━━ READING TEXT ━━

It, also, opens a whole world of emotional distress for me. Do I really want legal documentation that my mother has come to this place?? Even though, I'm already pretty much making all of the decisions for her, do I really want the battle that will come?? With her?? With my brother??
Despite what some people may think, I really do not like confrontations. I can be confrontational when I need to be, or when I'm pushed, but that's not what I want.
So I'm back to my first question--How far do you go? I want my mother to be taken care of properly. I want her safety and her comfort to be the primary focus. How far do I need to go to make this happen??
I'm pretty much just sounding off, but if any of my readers/family want to chime in, I'm listening.
Updated 10:59 p.m.: Mom was moved today by instruction of the Social Services Director. She instituted several room moves today and all's well! I love it when God answers prayers even when I'm not really sure how to pray them. **smile**
3 comments:
Have your mom moved. And I speak as an aide in a nursing home.

━━━
━━ PROVIDED DATA ━━

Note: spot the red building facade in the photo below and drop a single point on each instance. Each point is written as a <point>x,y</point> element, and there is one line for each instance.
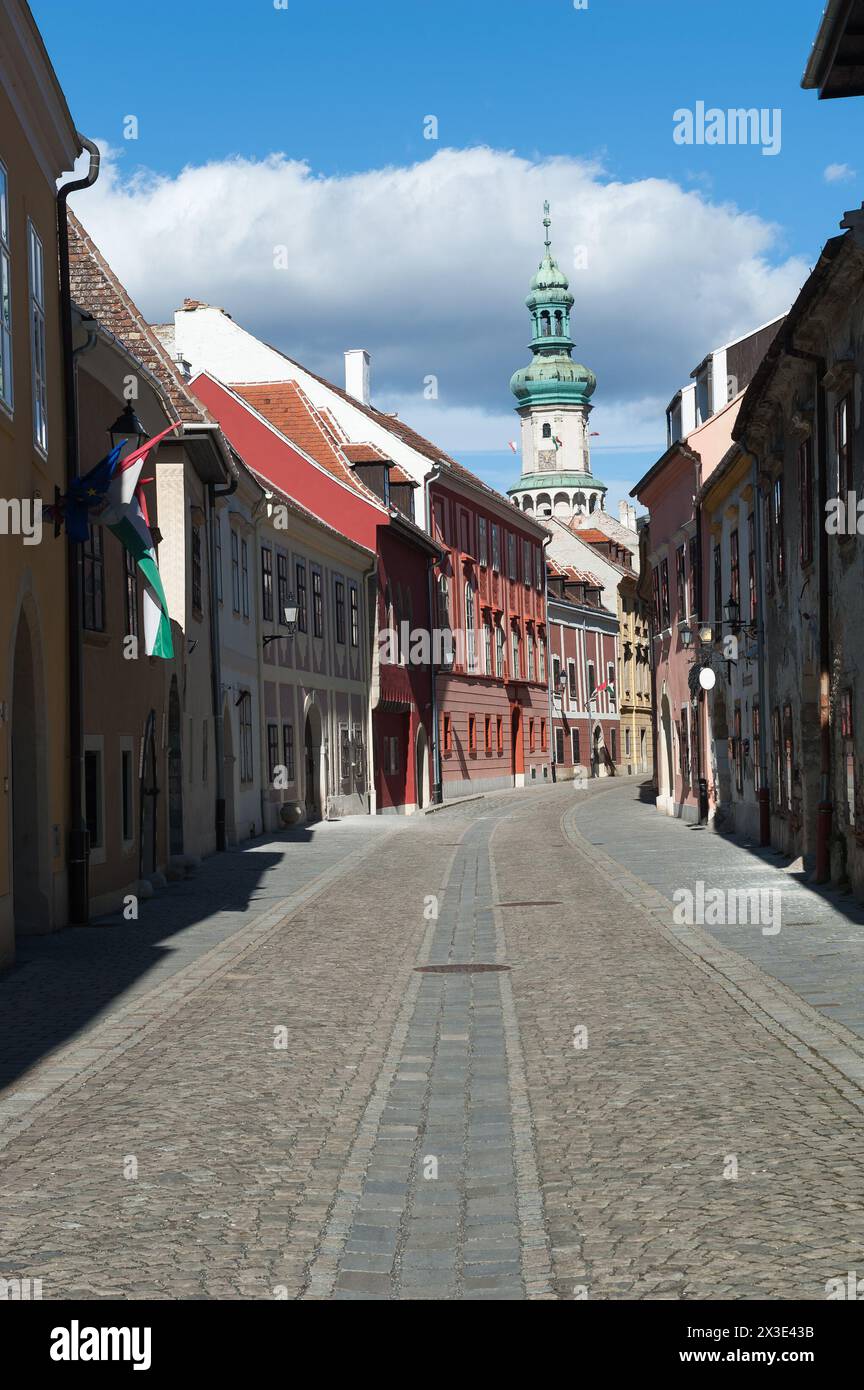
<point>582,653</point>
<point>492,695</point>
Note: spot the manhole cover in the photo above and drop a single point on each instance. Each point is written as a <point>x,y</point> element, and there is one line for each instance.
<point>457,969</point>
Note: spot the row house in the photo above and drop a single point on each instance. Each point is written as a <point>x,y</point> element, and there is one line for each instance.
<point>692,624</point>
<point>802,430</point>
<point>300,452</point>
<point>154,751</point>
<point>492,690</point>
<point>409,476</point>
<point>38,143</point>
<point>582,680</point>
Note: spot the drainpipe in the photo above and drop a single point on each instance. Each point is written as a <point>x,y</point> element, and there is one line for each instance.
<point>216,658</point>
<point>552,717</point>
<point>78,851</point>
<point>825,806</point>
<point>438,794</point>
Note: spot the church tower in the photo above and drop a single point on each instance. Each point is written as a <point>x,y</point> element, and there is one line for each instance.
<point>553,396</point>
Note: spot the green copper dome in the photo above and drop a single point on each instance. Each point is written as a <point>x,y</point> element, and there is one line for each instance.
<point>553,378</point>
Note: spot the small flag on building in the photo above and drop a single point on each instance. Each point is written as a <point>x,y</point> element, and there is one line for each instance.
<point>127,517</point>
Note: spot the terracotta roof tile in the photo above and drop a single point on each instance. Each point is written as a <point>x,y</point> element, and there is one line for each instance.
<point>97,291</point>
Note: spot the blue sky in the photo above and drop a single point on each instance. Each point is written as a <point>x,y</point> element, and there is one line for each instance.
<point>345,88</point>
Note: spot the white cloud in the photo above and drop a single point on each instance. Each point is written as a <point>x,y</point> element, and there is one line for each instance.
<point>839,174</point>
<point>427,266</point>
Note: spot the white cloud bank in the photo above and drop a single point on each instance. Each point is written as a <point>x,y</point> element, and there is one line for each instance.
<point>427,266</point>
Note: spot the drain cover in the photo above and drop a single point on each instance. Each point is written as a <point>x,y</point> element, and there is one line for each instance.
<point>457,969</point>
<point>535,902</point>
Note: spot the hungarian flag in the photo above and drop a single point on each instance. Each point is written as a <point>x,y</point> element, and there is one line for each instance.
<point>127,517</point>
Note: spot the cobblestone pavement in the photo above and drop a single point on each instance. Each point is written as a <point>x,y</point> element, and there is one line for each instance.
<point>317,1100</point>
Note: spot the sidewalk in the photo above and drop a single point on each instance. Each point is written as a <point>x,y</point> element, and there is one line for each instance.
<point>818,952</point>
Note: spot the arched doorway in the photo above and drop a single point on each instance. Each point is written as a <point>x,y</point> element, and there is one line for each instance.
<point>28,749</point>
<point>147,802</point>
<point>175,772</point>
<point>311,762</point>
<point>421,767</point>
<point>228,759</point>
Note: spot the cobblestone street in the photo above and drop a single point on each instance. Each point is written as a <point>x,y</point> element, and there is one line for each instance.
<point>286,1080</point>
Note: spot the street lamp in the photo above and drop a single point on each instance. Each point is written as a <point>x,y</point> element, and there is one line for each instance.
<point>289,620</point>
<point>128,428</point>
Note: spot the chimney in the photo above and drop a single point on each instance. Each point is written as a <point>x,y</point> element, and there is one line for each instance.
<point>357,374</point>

━━━

CHALLENGES —
A) Rewrite the paragraph of the blog post about the writer's mother that begins "So I'm back to my first question" in a shorter form, keeping its main points.
B) From the blog post about the writer's mother, output the passage between "Despite what some" and "in, I'm listening.", inclusive.
C) Continue the blog post about the writer's mother from where it stops.
The records are a separate set of material from the blog post.

PER-TASK ANSWERS —
A) How far do I go? I want my mother cared for properly, with her safety and comfort first, and I need to know how far I must go to make that happen.

B)
Despite what some people may think, I really do not like confrontations. I can be confrontational when I need to be, or when I'm pushed, but that's not what I want.
So I'm back to my first question--How far do you go? I want my mother to be taken care of properly. I want her safety and her comfort to be the primary focus. How far do I need to go to make this happen??
I'm pretty much just sounding off, but if any of my readers/family want to chime in, I'm listening.

C)
it was totally God's perfect timing for her to fall when she did. She gets up when she wants to and does what she wants, but this difficult time came JUST when some other rooms needed changed too and God planned that so we wouldn't have a huge upset...AND Grandma thinks we did it so she could get meals, meds, and aides faster :) Gotta love Location, Location, Location (and being held in the most caring arms of God)
I'm glad this worked out without you having to pull out the "big guns". however, in my opinion, you do what you need to do to take care of her, regardless of who else is perturbed.